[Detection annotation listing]
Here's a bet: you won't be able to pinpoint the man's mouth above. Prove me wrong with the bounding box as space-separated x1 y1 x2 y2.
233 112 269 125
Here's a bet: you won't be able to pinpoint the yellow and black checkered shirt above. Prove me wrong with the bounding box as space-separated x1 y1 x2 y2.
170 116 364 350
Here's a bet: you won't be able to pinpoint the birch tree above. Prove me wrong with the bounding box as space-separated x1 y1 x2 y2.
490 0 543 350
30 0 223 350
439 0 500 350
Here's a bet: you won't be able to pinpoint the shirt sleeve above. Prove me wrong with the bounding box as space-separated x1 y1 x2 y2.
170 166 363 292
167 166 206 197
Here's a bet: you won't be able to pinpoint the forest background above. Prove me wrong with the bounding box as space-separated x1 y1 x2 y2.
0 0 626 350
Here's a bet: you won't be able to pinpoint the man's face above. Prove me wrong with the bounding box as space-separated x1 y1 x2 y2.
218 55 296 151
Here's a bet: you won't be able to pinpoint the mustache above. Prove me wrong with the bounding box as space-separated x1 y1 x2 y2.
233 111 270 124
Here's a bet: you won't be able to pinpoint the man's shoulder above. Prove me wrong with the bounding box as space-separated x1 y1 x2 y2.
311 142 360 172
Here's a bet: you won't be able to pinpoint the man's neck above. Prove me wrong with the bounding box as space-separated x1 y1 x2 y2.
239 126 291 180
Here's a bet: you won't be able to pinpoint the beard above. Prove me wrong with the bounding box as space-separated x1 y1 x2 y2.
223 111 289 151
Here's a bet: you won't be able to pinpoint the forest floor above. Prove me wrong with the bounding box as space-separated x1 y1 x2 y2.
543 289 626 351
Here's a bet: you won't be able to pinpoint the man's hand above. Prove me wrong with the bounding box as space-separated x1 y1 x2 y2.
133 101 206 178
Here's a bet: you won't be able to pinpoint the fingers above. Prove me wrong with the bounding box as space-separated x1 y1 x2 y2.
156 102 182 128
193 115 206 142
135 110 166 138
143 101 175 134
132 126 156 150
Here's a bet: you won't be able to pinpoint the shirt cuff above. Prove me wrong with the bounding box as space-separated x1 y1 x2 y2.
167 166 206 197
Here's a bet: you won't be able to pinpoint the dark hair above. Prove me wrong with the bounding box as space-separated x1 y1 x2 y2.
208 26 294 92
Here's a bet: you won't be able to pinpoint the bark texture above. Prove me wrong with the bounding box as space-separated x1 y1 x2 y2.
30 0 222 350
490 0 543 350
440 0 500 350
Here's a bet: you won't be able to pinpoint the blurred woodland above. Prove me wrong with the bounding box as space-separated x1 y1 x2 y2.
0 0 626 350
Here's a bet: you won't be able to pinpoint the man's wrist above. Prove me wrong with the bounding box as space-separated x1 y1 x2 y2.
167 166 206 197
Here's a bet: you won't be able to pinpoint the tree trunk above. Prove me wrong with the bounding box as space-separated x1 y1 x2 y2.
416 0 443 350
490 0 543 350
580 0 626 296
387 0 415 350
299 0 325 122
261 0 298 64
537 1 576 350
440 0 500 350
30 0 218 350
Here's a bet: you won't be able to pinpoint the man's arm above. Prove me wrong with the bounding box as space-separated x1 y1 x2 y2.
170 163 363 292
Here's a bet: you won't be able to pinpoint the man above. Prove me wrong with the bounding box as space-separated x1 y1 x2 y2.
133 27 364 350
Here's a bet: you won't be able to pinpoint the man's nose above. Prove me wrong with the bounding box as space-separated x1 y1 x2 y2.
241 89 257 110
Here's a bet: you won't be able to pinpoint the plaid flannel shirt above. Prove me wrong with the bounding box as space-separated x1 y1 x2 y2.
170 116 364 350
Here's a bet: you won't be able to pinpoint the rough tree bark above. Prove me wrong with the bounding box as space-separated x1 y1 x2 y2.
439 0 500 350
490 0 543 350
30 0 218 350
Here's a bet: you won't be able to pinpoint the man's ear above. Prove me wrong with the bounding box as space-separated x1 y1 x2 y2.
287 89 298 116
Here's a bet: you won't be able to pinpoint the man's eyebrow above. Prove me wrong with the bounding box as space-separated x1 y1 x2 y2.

WORK TO BE COMPLETED
Present every line of the listing above as a numbered list, leaving out any blank lines.

TASK RESULT
1. Here's a bet: you won't be able to pinpoint the man's mouth above. Prove me wrong with the bounding box as space-separated x1 y1 x2 y2.
2. 233 112 269 125
3. Here's a bet: you won't be able to pinpoint the yellow and black checkered shirt above. Prove me wrong with the bounding box as space-separated x1 y1 x2 y2.
4. 170 116 364 350
5. Here's a bet: you won't be able to pinpoint the birch tree above. Prove me wrong with the bounding box as space-separated x1 y1 x2 y2.
6. 490 0 543 350
7. 30 0 223 350
8. 439 0 500 350
9. Here's a bet: you won't be able to pinpoint the shirt sleeve above. Prove me wrong with the bounding box as space-separated x1 y1 x2 y2.
10. 170 166 363 292
11. 167 166 206 197
12. Here's a bet: you won't be able to pinpoint the forest background above. Prove me wrong with the bounding box as space-separated x1 y1 x2 y2.
13. 0 0 626 350
14. Here's a bet: you won't be able to pinpoint the man's face above. Prove me wrong with the bounding box as space-separated x1 y1 x2 y2.
15. 218 55 296 151
16. Here's a bet: you won't be able to pinpoint the mustache above. Prove me wrong with the bounding box as space-separated x1 y1 x2 y2.
17. 233 111 270 124
18. Here's a bet: you won't be able to pinpoint the man's shoulder above. Prove me wrong with the bounding box as space-separated x1 y1 x2 y2.
19. 311 142 360 172
20. Here's a bet: you won't be able to pinpoint the man's neck above. Prove me wrong with the bounding box as space-separated x1 y1 x2 y2.
21. 239 126 291 180
22. Here's a bet: you won't be able to pinpoint the beard above. Prove me wrong with the bounding box as space-separated x1 y1 x2 y2.
23. 223 111 289 151
24. Here's a bet: you won't be able to pinpoint the forest floor above. Prove me wrong with the bounding box as space-separated x1 y1 x2 y2.
25. 543 289 626 351
26. Here's a bet: you won't be able to pinpoint the man's hand above. Prove me wrong with the bounding box as space-separated x1 y1 x2 y2.
27. 133 101 206 178
28. Here's a bet: you won't be able to pinpoint the fingers above. Prove me wrong with the bounding box as space-separated x1 y1 x2 y2.
29. 156 102 182 128
30. 193 115 206 142
31. 135 110 166 138
32. 143 101 175 134
33. 132 126 156 150
34. Here's a bet: you won't be able to pinpoint the shirt cuff above. Prove me wrong with the bounding box as space-separated x1 y1 x2 y2.
35. 167 166 206 197
36. Here's a bet: you won't be able to pinpoint the dark hair above. Prove me wrong with the bounding box as space-separated x1 y1 x2 y2.
37. 208 26 294 92
38. Here's a bet: you won't be able to pinpoint the bark texture above. Prove me wrong with the bounding box as space-separated x1 y1 x2 y2.
39. 30 0 222 350
40. 490 0 543 350
41. 440 0 500 350
42. Here's a bet: you won't be able to pinpoint the blurred woodland above. Prove me wrong with the bounding box as space-separated x1 y1 x2 y2.
43. 0 0 626 350
44. Here's a bet: you won't be able to pinpoint the man's wrist above. Prove me wrong with the bounding box as space-separated x1 y1 x2 y2.
45. 167 166 206 197
46. Here's a bet: you won't be able to pinpoint the tree trunk above. Prove me wrong with the bounding box as space-separated x1 y1 x2 y2.
47. 416 0 443 350
48. 490 0 543 350
49. 580 0 626 296
50. 387 0 415 350
51. 299 0 325 122
52. 261 0 298 64
53. 537 1 576 350
54. 440 0 500 350
55. 30 0 218 350
56. Here's a bet: you won't be able to pinpoint the man's arm above. Prove me wrong with the bounding box as space-separated x1 y1 x2 y2.
57. 170 163 363 292
58. Here's a bet: you won't be able to pinpoint the man above. Prove me wrong with the bounding box as space-separated x1 y1 x2 y2.
59. 133 27 364 350
60. Here's a bet: you won't be able to pinpoint the man's nose above. Prove me wrong with the bounding box as space-separated x1 y1 x2 y2.
61. 241 89 257 110
62. Here's a bet: you won't be able to pinpoint the plaid flannel shirt above. Prove me wrong with the bounding box as space-separated x1 y1 x2 y2.
63. 170 116 364 350
64. Here's a bet: you won't be able to pinpoint the rough tree bark above. Prove me wrong with the bounding box as space-separated x1 y1 x2 y2.
65. 439 0 500 350
66. 490 0 543 350
67. 30 0 218 350
68. Here's a bet: you won't be able to pinpoint the man's ear above. Prove me wrong with the bounding box as space-separated x1 y1 x2 y2.
69. 287 89 298 116
70. Here's a bet: you won't be able to pinpoint the man's eyebrow above. Prove me wrong with the bounding box as space-separated x1 y1 x2 y2.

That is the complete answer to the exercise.